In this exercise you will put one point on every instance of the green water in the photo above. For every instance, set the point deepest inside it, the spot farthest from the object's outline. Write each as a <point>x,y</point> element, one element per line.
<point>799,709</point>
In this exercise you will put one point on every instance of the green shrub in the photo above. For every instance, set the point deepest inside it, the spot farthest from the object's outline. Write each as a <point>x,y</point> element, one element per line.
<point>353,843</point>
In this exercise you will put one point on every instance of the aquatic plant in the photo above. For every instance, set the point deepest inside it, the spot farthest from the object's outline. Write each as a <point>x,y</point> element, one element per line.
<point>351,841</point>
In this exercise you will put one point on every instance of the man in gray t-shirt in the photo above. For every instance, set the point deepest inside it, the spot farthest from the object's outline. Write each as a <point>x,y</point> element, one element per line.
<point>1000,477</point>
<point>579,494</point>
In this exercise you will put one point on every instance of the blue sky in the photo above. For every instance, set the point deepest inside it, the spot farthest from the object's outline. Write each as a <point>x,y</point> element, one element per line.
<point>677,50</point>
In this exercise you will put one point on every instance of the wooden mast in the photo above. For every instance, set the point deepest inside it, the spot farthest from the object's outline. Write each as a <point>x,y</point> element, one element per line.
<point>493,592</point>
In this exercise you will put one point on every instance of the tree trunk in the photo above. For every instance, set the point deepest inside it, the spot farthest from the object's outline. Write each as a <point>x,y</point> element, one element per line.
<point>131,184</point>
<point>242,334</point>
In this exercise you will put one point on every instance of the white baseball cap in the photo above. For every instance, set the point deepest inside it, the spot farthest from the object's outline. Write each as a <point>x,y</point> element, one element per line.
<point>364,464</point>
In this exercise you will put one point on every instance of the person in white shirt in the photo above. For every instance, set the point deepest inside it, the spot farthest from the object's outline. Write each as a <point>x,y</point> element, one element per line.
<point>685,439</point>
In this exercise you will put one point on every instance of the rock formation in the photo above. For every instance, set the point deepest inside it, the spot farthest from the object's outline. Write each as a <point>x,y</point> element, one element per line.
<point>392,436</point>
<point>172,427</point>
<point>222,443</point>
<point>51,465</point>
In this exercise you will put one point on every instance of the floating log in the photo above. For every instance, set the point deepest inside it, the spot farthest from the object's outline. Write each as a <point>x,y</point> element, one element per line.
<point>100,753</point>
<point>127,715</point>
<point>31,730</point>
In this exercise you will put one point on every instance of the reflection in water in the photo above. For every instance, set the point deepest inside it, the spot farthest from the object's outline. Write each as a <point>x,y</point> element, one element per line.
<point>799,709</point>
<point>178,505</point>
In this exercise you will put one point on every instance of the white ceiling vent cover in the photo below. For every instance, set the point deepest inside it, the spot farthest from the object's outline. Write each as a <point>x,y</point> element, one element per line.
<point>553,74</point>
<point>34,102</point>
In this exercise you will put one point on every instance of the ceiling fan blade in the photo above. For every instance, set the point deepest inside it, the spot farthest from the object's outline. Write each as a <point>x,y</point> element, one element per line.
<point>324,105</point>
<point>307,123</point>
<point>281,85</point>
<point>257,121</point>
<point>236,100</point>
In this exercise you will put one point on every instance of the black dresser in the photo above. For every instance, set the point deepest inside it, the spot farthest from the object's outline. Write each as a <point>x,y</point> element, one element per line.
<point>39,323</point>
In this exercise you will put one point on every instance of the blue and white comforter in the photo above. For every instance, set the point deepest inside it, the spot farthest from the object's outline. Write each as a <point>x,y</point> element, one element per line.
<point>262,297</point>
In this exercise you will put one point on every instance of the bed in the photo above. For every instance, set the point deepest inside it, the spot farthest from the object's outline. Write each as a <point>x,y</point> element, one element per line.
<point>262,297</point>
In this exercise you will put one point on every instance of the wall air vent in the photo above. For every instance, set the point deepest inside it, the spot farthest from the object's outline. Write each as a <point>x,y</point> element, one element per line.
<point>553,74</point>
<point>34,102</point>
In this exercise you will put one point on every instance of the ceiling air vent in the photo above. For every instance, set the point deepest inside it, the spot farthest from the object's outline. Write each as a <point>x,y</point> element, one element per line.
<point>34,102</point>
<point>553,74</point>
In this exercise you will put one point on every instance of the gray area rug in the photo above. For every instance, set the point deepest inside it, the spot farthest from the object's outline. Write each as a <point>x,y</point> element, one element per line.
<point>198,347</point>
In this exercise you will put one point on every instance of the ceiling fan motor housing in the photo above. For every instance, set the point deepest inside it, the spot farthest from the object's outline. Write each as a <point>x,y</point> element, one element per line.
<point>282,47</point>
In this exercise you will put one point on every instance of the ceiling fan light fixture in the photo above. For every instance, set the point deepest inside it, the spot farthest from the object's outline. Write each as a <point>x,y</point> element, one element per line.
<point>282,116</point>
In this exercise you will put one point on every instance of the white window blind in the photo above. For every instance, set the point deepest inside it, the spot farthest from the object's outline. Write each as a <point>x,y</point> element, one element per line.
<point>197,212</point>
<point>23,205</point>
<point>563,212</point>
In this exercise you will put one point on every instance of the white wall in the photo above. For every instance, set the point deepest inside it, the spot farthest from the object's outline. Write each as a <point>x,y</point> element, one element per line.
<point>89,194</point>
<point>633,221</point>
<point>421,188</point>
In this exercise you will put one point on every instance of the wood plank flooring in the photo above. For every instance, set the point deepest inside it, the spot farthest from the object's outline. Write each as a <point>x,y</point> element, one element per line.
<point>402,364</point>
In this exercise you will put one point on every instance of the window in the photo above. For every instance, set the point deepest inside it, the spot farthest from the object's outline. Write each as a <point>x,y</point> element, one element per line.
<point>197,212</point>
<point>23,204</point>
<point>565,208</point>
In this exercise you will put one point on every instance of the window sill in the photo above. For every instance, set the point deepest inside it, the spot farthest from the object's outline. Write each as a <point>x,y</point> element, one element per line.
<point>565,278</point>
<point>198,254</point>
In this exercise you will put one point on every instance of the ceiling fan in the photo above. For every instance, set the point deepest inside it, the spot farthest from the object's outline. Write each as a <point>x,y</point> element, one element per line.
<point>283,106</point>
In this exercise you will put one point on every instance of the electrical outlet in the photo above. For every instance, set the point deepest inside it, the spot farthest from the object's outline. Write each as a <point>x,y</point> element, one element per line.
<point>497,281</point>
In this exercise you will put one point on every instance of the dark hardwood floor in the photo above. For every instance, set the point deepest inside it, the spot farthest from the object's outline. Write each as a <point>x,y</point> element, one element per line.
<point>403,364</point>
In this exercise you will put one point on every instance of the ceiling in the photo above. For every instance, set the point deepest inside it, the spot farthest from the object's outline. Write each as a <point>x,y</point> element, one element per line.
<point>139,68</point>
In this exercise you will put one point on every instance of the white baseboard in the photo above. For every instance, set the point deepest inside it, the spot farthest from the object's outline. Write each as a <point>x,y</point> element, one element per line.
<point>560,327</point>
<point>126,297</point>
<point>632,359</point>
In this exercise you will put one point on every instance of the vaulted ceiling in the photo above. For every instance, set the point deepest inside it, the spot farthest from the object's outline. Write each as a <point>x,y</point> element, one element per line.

---

■ **Directions**: The expected output is a verbatim retyping of each line from the one with "of the electrical" to the end of the listing above, with both end lines kept and nothing added.

■ **Output of the exercise**:
In this exercise you will put one point on every instance of the electrical outlet in the photo above. For every instance, set the point deepest inside it, the spot farthest from the object's outline. Write each as a <point>x,y</point> element, one element per line.
<point>497,281</point>
In this exercise you will put one point on every instance of the dark hardwood floor in the photo above. For every instance, set the point deepest inside it, the spot farthest from the object's outline. Write each as a <point>x,y</point> element, one element per line.
<point>403,364</point>
In this exercise you will put one point on every instance of the ceiling in the photo above. For every instance, set the point deepest inside it, the spot farthest from the object's outline. Write each as a <point>x,y</point> element, one element per line.
<point>139,68</point>
In this exercise you will put one point on every instance of the white baseboard in the photo above. For every instance, set the point deepest inside it, the spot farthest from the object's outline. Write each as a <point>x,y</point> element, one element per line.
<point>560,327</point>
<point>126,297</point>
<point>632,359</point>
In this exercise you will put one point on every instance of the vaulted ceiling in the photo above. For every instance, set the point deepest inside it, the spot farthest from the object's outline. Write each as a <point>x,y</point> element, one element per line.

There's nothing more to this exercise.